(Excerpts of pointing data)
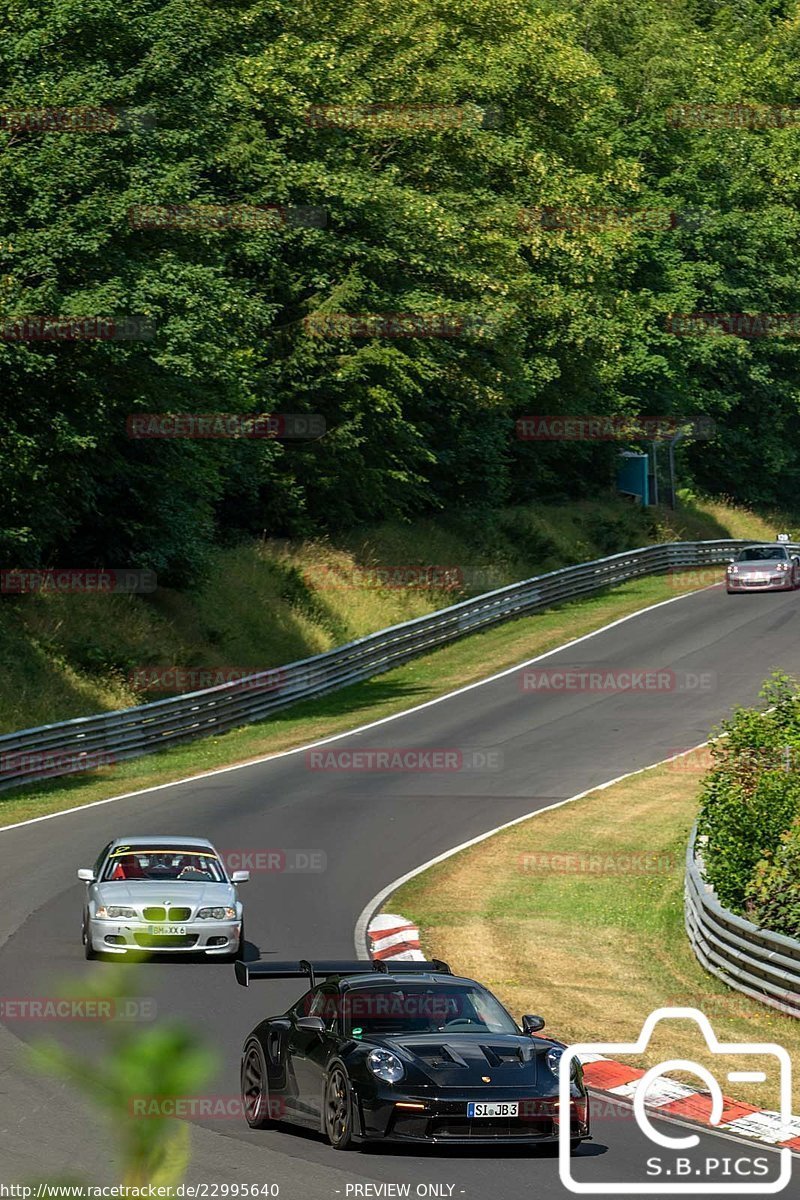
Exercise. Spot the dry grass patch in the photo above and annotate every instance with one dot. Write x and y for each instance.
(594, 951)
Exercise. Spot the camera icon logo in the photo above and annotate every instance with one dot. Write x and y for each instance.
(757, 1057)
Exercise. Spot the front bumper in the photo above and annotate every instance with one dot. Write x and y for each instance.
(444, 1121)
(776, 582)
(200, 937)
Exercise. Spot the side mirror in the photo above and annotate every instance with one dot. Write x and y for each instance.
(314, 1024)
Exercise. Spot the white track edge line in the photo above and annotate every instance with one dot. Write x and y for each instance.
(359, 729)
(371, 909)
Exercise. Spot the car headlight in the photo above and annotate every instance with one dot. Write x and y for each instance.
(554, 1060)
(386, 1066)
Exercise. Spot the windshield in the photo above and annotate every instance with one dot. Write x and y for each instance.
(762, 555)
(422, 1008)
(160, 863)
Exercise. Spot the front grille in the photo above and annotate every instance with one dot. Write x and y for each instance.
(166, 941)
(173, 915)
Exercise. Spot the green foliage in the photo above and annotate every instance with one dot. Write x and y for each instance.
(774, 892)
(419, 220)
(752, 793)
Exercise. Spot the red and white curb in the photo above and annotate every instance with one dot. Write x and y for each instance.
(395, 937)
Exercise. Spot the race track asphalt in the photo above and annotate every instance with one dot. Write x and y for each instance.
(372, 827)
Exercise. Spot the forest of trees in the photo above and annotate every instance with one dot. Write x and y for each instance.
(545, 107)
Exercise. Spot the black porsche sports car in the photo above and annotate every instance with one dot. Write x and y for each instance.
(403, 1051)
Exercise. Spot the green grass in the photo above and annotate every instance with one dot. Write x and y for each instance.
(270, 603)
(594, 951)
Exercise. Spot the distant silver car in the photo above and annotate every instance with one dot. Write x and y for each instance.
(768, 567)
(162, 894)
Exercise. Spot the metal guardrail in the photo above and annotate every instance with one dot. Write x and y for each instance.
(70, 747)
(762, 965)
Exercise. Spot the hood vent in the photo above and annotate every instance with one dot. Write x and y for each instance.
(500, 1056)
(437, 1055)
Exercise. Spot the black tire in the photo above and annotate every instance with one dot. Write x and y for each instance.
(338, 1109)
(256, 1086)
(89, 953)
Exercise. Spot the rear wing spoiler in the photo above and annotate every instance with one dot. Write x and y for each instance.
(322, 967)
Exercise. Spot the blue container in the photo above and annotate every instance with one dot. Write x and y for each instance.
(632, 475)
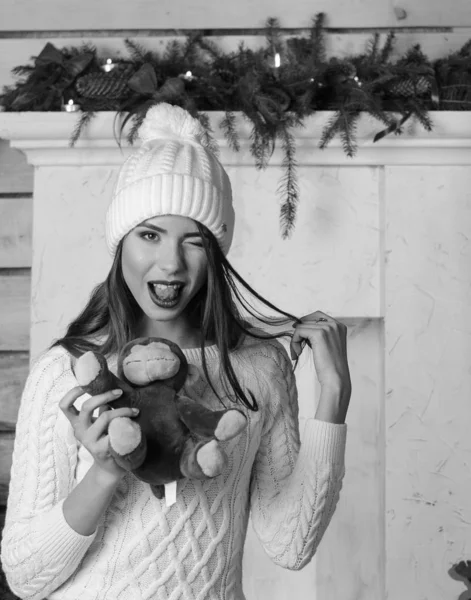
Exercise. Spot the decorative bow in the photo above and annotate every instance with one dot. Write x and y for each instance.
(72, 66)
(144, 82)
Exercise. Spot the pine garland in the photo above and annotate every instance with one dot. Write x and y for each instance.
(274, 88)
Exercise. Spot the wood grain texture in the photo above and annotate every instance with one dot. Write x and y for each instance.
(15, 173)
(15, 302)
(14, 368)
(16, 222)
(170, 14)
(15, 52)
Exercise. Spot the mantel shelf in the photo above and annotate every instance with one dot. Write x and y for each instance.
(43, 137)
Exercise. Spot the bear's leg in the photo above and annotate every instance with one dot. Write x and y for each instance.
(202, 460)
(127, 444)
(92, 373)
(203, 422)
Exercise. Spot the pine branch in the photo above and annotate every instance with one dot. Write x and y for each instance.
(347, 130)
(211, 48)
(228, 126)
(330, 130)
(173, 52)
(137, 52)
(373, 47)
(83, 121)
(211, 143)
(288, 184)
(387, 48)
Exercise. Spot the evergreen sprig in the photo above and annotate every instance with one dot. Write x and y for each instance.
(274, 100)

Short exercise: Format every line of the listing above as a JSON list of strings, one string per line, omitting blank lines. Leave the pictures out of your answer.

Expected output:
[
  "Exercise. Spot the dry grass patch in the photo above and annotate every instance with one dot. Write x and y for each instance.",
  "(594, 951)",
  "Exercise. Spot the camera icon logo in the photo above and annotate every instance with one dot. Write x and y for each instance.",
  "(757, 1057)",
  "Exercise. Spot the front bumper in the photo above and annotate every instance with one dot. Write x and y for each instance.",
  "(444, 1121)",
  "(776, 582)",
  "(200, 937)",
  "Exercise. Spot the side mirror in the photo above and annotate every instance with one dot. Write x and y for each instance.",
  "(314, 1024)",
  "Exercise. Spot the white track edge line in the photo above and annotate every instance with one dot. Write x and y for each instance.",
  "(359, 729)",
  "(371, 909)",
  "Exercise. Spot the car headlight in the photo above and annotate every instance with one dot. Write x and y for each instance.",
  "(554, 1060)",
  "(386, 1066)",
  "Exercise. Spot the windshield in the photo above and annotate every instance with one dot. Write x and y for each instance.",
  "(762, 555)",
  "(422, 1008)",
  "(160, 863)",
  "Exercise. Spot the front grille in the photo above and annotate every instance with one dot. Write x and y for each instance.",
  "(166, 941)",
  "(173, 915)",
  "Exercise. Spot the green foliage in the photo above and annotate every instance with one dot. Write x and y for each instance.",
  "(774, 892)",
  "(419, 220)",
  "(752, 793)",
  "Exercise. Spot the red and white curb in the photo above and annotate every instance with one dot. Write x and y for each instance.",
  "(395, 937)",
  "Exercise. Spot the race track asphalt in the photo above and annotate every instance with one dot. Write x and y for each instance.",
  "(372, 827)",
  "Exercise. Spot the forest of trees in the photo above and annotate every instance with one dot. Write x and y for each instance.",
  "(545, 107)",
  "Exercise. Spot the black porsche sports car in the photo above and annotate every instance with one dot. Write x and y for each instance.",
  "(403, 1051)",
  "Exercise. Spot the green grass in the photo above and annotate every instance with one dot. Write x and y for each instance.",
  "(270, 603)",
  "(594, 951)",
  "Exercise. Spot the distant silver car in the photo above and annotate every instance with one dot. Write x and y for each instance.",
  "(768, 567)",
  "(162, 894)",
  "Exercise. Spot the metal guardrail in the photo above and annotate every instance with one dot. Write x and y for each instance.",
  "(70, 747)",
  "(762, 965)",
  "Exercise. Spot the hood vent in the photo above and annotate every instance with one dot. Write x and y for each instance.",
  "(500, 1056)",
  "(437, 1055)",
  "Exercise. Spot the black tire in the photo above and annotate every instance with one dot. Write x and y for each instance.",
  "(338, 1109)",
  "(256, 1086)",
  "(89, 953)",
  "Exercise. Spot the rear wing spoiler in the photo above and annotate every instance with one dot. Write x and y for each instance.",
  "(322, 967)",
  "Exercise. Spot the blue container in the photo above and annotate every instance with one dot. Write x and y for each instance.",
  "(632, 475)",
  "Exercise. Spot the decorative bow in the photo above and annotate every instance with one dot. Write x and y for each instance.",
  "(72, 66)",
  "(144, 82)",
  "Exercise. Spot the pine garland in the photo above and annotate every instance with one dot. Write x and y for each instance.",
  "(274, 88)",
  "Exercise. Spot the wood grain texture in the photo above and annotate every instance with one dot. Write x and y for each instance.",
  "(15, 173)",
  "(15, 302)",
  "(14, 368)",
  "(16, 222)",
  "(170, 14)",
  "(15, 52)",
  "Exercise. Spot the mantel shelf in the photo above and annotate every instance with one dot. Write x and y for each instance.",
  "(43, 137)",
  "Exercise. Spot the bear's leg in the photo above and annotate every instance with one dot. Write x and y for each instance.",
  "(202, 460)",
  "(127, 444)",
  "(92, 373)",
  "(203, 422)",
  "Exercise. Spot the pine branch in the photo above and annotate every instance with one dot. Write x and y for each instance.",
  "(347, 130)",
  "(211, 48)",
  "(228, 126)",
  "(330, 130)",
  "(173, 52)",
  "(137, 52)",
  "(373, 47)",
  "(83, 121)",
  "(211, 143)",
  "(288, 184)",
  "(387, 48)",
  "Exercise. Spot the evergreen sprig in the photo above and annotate every instance with one dot. Write x and y for each instance.",
  "(274, 100)"
]